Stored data
------------------------------------
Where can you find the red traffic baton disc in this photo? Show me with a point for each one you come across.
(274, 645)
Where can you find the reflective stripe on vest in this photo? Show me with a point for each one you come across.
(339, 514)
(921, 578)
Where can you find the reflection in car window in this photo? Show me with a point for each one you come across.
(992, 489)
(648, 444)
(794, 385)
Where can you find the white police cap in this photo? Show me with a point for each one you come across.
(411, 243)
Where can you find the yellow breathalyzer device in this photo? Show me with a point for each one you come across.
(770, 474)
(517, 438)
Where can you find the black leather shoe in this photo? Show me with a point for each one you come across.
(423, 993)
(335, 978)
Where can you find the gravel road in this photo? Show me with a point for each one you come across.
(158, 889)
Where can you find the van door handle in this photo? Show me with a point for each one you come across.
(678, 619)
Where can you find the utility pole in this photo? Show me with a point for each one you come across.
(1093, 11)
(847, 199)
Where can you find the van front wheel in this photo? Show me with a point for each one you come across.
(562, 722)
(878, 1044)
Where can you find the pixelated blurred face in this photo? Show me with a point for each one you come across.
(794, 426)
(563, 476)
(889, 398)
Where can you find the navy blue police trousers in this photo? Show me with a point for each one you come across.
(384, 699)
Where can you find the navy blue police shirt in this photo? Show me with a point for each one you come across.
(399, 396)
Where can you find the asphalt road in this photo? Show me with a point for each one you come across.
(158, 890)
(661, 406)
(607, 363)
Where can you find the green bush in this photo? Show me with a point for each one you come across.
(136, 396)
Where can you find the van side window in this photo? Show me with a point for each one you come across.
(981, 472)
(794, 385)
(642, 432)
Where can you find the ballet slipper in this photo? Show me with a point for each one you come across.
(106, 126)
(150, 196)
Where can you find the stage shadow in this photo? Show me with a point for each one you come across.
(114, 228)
------------------------------------
Directions for this task ▸
Set down all of the records shown above once more, exactly.

Exercise result ▸
Where can you find the red traffic baton disc in this photo? Show me with a point for each one you come across.
(274, 645)
Where can you find the reflective stripe on vest in this photo? Show me with a point for each one you come across.
(339, 514)
(921, 578)
Where can you find the reflection in car window in this photo? Show me with a point for each one you come across.
(992, 489)
(648, 444)
(794, 385)
Where can you find the white police cap in this photo? Show me with a point for each one you come across.
(411, 243)
Where can you find the yellow breathalyzer device in this photo? Show me with a point for each one you come across.
(770, 474)
(517, 438)
Where can you find the black leather shoe in this photo? Show me with a point for each one you come across.
(423, 993)
(335, 978)
Where can you find the gravel road in this photo? Show me with a point for each one you come across.
(158, 889)
Where can you find the van door handle in this photo? Show me with a point for each one you come across.
(678, 619)
Where can you find the utility pole in this photo? Show me with a point for each one you come across.
(1093, 11)
(847, 199)
Where can you find the van front wheel in this photo? Show me with a point for each one you come across.
(562, 722)
(878, 1044)
Where can you find the pixelated blurred face in this photo? Show me with a point for each one you come across.
(794, 426)
(563, 476)
(889, 398)
Where can you find the navy blue police trousers in this photo? Show me with a point for each one you come across.
(384, 699)
Where can you find the navy blue police shirt in this photo? Show me with a point for each one you come across.
(399, 396)
Where can you find the asphalt road in this photo? Show me with a point for each one you come across.
(158, 890)
(661, 406)
(607, 363)
Where can you find the green bush in this photo? Show me with a point for each one you come across.
(136, 396)
Where can you find the van side window in this photo? Show me with a point for each one you come across.
(981, 472)
(794, 385)
(642, 432)
Where can you find the ballet slipper in this photo? Show me with a point for each one you come across.
(106, 126)
(150, 196)
Where can you find the stage shadow in this photo? Show me with a point for each one you come across.
(114, 228)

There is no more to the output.